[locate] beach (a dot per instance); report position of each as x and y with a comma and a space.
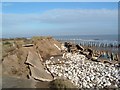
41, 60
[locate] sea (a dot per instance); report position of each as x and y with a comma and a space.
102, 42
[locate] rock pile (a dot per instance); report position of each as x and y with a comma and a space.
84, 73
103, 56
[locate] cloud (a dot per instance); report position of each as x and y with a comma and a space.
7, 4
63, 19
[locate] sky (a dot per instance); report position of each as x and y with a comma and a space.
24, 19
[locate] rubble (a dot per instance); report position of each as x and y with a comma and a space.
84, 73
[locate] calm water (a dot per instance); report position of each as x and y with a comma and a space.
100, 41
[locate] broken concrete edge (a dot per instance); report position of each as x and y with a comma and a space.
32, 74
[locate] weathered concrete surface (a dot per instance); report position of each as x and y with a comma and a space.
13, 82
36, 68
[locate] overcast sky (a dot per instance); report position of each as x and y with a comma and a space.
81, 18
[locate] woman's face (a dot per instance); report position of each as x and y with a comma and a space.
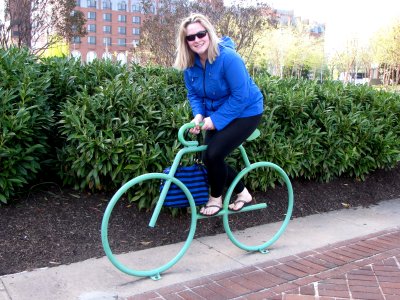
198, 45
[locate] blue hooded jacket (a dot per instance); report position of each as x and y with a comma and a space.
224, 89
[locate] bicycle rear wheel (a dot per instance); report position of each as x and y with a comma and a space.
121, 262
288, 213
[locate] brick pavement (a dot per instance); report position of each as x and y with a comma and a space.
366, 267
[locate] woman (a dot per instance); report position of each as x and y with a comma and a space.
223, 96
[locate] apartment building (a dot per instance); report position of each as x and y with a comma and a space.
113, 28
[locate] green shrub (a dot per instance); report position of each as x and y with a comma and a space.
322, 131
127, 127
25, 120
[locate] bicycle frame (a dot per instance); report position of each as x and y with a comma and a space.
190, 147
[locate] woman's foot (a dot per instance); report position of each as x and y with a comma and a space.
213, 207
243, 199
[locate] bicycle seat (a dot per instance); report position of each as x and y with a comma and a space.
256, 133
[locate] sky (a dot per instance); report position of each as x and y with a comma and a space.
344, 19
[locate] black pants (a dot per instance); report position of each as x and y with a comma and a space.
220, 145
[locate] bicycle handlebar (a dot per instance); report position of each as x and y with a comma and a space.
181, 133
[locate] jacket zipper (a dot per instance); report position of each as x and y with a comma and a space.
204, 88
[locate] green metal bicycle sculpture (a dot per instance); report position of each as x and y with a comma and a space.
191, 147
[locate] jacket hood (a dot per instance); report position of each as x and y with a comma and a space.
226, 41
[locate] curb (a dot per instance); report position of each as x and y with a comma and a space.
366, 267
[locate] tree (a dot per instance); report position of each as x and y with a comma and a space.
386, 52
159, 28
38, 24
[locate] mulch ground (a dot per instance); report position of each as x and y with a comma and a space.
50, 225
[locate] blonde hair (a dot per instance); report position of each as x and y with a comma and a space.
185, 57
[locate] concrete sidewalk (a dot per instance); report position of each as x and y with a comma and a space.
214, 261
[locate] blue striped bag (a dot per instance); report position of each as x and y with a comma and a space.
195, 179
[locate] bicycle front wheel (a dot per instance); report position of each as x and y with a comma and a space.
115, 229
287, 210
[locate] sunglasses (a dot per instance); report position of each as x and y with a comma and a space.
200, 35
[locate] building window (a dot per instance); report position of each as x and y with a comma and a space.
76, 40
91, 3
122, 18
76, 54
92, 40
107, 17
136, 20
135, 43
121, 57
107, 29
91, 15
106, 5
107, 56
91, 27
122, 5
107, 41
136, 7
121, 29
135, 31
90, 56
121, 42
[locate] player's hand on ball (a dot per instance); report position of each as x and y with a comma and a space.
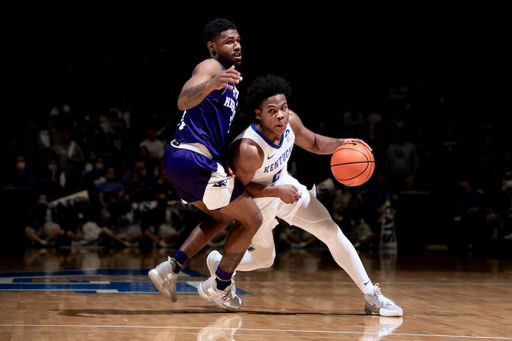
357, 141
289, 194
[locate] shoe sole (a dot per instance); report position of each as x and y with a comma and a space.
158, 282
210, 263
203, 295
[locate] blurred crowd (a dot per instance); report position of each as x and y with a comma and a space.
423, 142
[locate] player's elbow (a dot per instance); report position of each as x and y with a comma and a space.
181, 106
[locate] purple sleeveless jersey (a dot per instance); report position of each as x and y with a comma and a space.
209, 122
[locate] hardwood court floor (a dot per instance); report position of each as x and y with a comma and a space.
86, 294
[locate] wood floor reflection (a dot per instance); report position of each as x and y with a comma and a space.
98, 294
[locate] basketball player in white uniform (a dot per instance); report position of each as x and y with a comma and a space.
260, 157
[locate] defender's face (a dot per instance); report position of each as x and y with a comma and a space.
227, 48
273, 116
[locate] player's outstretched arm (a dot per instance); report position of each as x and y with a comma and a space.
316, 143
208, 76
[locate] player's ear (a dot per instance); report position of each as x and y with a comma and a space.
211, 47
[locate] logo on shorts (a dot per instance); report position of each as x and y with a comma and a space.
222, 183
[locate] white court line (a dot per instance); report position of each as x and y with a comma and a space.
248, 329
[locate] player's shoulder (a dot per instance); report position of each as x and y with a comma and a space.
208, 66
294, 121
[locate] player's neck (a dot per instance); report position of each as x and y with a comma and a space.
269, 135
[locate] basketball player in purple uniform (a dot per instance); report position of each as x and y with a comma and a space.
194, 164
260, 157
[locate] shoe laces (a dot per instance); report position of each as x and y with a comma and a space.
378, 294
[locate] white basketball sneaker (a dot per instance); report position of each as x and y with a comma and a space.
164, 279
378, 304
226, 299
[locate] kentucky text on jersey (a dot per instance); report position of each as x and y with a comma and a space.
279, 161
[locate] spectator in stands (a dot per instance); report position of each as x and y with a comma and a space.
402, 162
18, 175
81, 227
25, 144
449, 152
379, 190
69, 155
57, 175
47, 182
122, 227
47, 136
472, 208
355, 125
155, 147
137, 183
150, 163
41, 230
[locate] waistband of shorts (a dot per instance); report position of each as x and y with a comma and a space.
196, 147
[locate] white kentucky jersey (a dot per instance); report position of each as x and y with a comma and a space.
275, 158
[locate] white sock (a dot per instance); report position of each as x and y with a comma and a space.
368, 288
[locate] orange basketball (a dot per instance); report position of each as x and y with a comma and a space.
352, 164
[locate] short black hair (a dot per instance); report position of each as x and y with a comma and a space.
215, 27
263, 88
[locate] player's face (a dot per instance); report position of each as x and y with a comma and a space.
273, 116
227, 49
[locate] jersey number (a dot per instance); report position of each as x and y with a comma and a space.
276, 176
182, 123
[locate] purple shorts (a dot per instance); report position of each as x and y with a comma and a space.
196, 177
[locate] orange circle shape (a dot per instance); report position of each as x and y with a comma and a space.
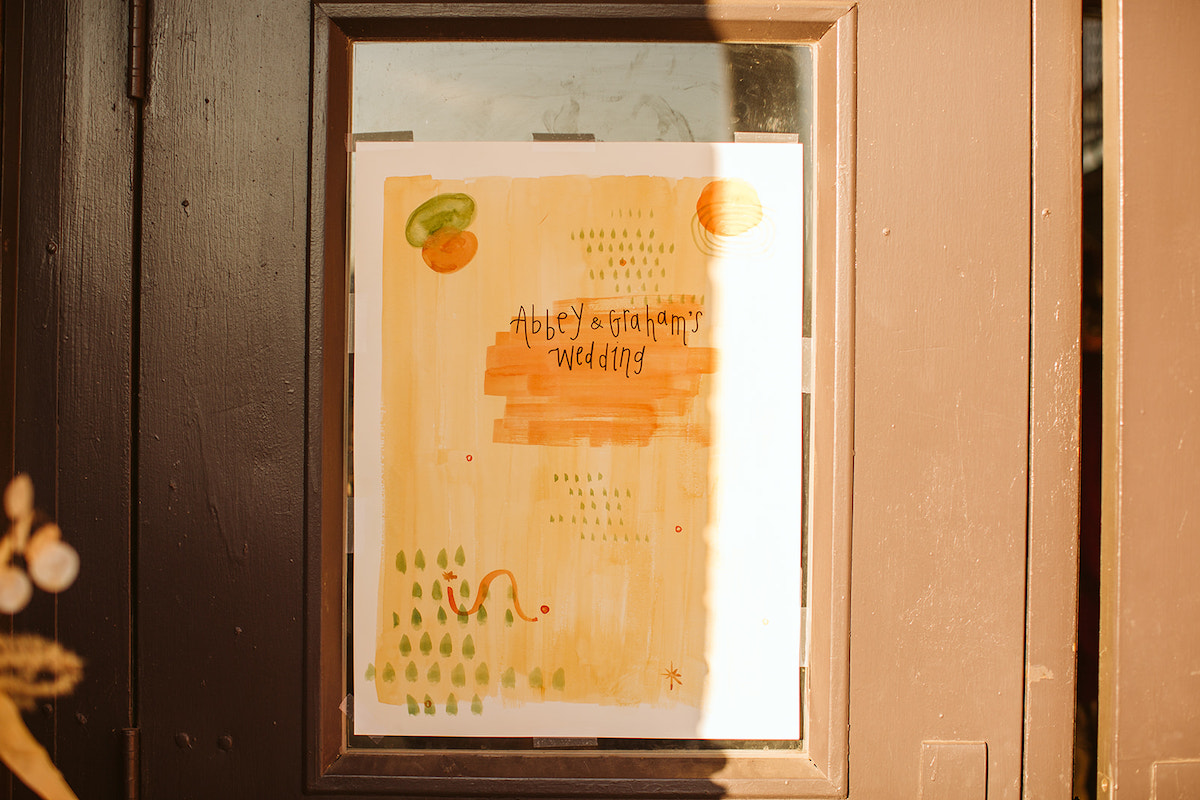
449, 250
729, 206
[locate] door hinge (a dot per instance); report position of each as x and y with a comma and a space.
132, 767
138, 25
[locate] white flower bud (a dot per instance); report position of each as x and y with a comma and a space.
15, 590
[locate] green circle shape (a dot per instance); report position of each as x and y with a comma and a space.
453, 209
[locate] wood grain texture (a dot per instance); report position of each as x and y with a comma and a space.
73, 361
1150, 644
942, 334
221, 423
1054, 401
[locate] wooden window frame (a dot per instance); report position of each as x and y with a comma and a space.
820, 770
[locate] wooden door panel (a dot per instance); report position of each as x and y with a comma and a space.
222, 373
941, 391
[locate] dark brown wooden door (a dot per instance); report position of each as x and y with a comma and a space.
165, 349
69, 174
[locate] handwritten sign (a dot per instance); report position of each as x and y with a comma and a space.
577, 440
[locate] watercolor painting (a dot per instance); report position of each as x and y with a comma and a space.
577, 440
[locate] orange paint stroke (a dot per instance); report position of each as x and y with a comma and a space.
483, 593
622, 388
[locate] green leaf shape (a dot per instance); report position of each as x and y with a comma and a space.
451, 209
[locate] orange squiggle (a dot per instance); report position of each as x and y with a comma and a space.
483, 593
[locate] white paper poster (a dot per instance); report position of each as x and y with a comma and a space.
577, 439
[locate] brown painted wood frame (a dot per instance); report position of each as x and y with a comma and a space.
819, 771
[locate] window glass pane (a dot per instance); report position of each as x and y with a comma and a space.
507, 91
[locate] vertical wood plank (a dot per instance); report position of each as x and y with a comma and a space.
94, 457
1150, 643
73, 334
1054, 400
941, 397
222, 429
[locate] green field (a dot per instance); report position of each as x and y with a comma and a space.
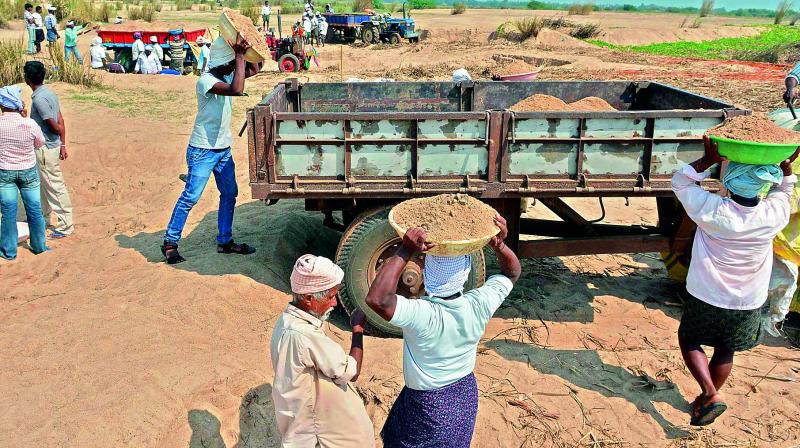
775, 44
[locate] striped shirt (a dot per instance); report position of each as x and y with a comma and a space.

### STATED TASK
Copy the final stretch of lines, starting at the one that holds "[locate] handwritten sign" and ending at the last line of the data, exactly; omit pictures.

### WRITTEN SOLUTION
[locate] handwritten sign (a dot per instance); report position of each as x and y with a comma and a space.
577, 440
[locate] watercolor painting (a dot per instance); report position of each as x and y with a comma and a space.
577, 440
[locate] orange paint stroke (a dot per instance); report position of each as x and y with a comma and a space.
483, 593
622, 388
[locate] green leaf shape (a dot per instance); report position of each as x and y with a comma and a space.
451, 209
[locate] orange squiggle (a dot per instance); report position of each as x and y with a comma and a space.
483, 593
[locate] white paper poster (a dot per instance); report position of each as x and y with a comma and a space.
577, 439
[locate] brown painted wood frame (a dot per instance); report position of each as x and y with a comma and a space.
819, 771
[locate] window glass pane (a dot per instance); report position of each as x and y with a comma and a space.
507, 91
[locate] vertical wood plank (a dot per instance); report position of each as x and y with a comma and a space.
94, 457
1150, 643
73, 334
1054, 400
941, 397
222, 429
[locate] green field (a dot per instance); report position of each as x and y with a comma and a space.
775, 44
[locate] striped shirt (a dot per instance); report position of each as x and y with a comma and a space.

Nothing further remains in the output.